#### [QUOTED PASSAGE]
----
The most common use of PFunc involves using only one object of type taskmgr (one runtime). Under such circumstances, it becomes tedious to explicitly specify the correct runtime to use when spawning tasks. To avoid this, PFunc allows users to set up a global runtime and use it as the default runtime when a specific runtime is not specified in the various PFunc function calls. In following C++ code sample, we set up a global runtime and then proceed to change the number of attempts made by each thread to check for the availability of a task before yielding control to the thread scheduler.

/* Library instance description */
typedef pfunc::generator<cilkS, /* scheduling policy */
                         pfunc::use_default, /* compare */
                         parallel_foo> my_pfunc; /*function object*/

int main () {
  unsigned int num_queues = 4;
  const unsigned int num_threads_per_queue[] = {1,1,1,1};
  const unsigned int affinities[4][1] = {{0},{1},{2},{3}};
  unsigned int num_attempts;

  /* Create a variable of the type taskmgr */
  my_pfunc::taskmgr my_taskmgr (num_queues, num_threads_per_queue, affinities);

  /* Set up my_taskmgr as the global runtime */
  pfunc::init (my_taskmgr);

  /* Change the number of attempts if necessary */
  pfunc::taskmgr_max_attempts_get (num_attempts);
  if (10000 > num_attempts) pfunc::taskmgr_max_attempts_set (10000);

  /* Clear my_taskmgr as the global runtime */
  pfunc::clear ();

  return 0; /* my_taskmgr is destroyed when my_taskmgr goes out of scope */
}

The global run time is set up by first initializing an object of the type taskmgr (my_taskmgr in our case) as before and then using the function init to specify the use of my_taskmgr as the global runtime. Corresponding to this, it is necessary to clear the global runtime using the function clear. This does not destroy my_taskmgr, but merely unsets the use of my_taskmgr as the global runtime. This is useful when users want to switch to using a different object of type taskmgr as the global runtime. Finally, we turn our attention to how setting up the global runtime simplifies further function calls. In our case, we have simply omitted the first argument (meant to be \code{my_taskmgr}) from calls to the functions taskmgr_max_attempts_set and taskmgr_max_attempts_get. Similarly, once the global runtime has been set up, users can omit the taskmgr argument from the function call.
----
#### [DATASET ROWS]
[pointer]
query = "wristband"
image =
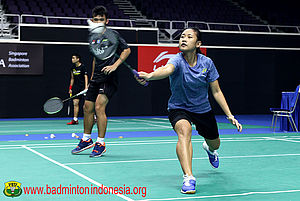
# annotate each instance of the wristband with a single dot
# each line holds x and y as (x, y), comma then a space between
(228, 117)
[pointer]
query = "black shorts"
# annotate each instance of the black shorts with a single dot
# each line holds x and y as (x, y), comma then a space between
(76, 90)
(205, 123)
(95, 88)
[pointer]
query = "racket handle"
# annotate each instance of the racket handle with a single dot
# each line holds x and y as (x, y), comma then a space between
(137, 75)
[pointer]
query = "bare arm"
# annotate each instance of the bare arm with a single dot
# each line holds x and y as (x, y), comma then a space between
(71, 83)
(93, 68)
(86, 81)
(219, 97)
(159, 74)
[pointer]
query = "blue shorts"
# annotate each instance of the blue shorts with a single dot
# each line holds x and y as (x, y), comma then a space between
(205, 123)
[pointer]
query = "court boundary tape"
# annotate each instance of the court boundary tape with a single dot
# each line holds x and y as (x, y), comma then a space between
(137, 142)
(228, 195)
(74, 171)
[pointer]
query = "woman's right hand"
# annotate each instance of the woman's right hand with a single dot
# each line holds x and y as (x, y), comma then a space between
(146, 76)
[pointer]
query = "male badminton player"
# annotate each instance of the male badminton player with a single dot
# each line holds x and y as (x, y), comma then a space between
(78, 82)
(103, 82)
(191, 74)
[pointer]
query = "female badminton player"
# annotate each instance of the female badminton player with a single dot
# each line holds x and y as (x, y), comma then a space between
(191, 74)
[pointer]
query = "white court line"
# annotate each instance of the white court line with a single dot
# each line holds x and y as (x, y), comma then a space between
(146, 122)
(71, 130)
(226, 195)
(175, 159)
(122, 143)
(74, 171)
(286, 140)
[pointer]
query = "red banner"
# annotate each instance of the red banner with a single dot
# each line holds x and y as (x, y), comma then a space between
(152, 57)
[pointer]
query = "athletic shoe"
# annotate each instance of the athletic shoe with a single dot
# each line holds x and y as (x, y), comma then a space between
(189, 184)
(99, 149)
(83, 145)
(73, 122)
(213, 156)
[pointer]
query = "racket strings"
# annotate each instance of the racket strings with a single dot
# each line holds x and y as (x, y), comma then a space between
(53, 105)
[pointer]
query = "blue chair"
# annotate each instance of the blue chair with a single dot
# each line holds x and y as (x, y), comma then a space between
(280, 112)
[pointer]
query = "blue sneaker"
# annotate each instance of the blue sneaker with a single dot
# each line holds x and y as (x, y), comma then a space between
(213, 156)
(189, 184)
(99, 149)
(83, 145)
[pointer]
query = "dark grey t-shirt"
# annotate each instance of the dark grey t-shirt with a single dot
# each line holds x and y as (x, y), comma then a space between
(102, 47)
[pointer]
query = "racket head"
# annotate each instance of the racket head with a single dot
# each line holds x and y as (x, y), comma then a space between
(138, 77)
(104, 46)
(53, 105)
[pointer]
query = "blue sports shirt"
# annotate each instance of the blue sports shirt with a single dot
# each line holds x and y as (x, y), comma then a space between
(189, 85)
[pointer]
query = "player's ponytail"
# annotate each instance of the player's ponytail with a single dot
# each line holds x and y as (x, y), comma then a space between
(199, 37)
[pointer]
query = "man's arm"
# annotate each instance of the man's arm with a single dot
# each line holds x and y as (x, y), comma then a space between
(159, 73)
(123, 56)
(93, 68)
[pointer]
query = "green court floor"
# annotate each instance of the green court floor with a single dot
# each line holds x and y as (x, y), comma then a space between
(252, 166)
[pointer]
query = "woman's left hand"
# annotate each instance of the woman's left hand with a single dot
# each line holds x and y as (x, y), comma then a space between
(235, 122)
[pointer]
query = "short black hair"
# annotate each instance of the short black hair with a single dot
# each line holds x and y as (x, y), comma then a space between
(100, 10)
(77, 56)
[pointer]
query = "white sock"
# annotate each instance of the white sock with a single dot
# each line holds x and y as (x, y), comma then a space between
----
#### [YOUR GOAL]
Please answer from the PFunc passage: what does calling the function clear do to my_taskmgr? The data has no connection to the PFunc passage.

#### [TASK RESULT]
It does not destroy my_taskmgr; it only unsets my_taskmgr as the global runtime.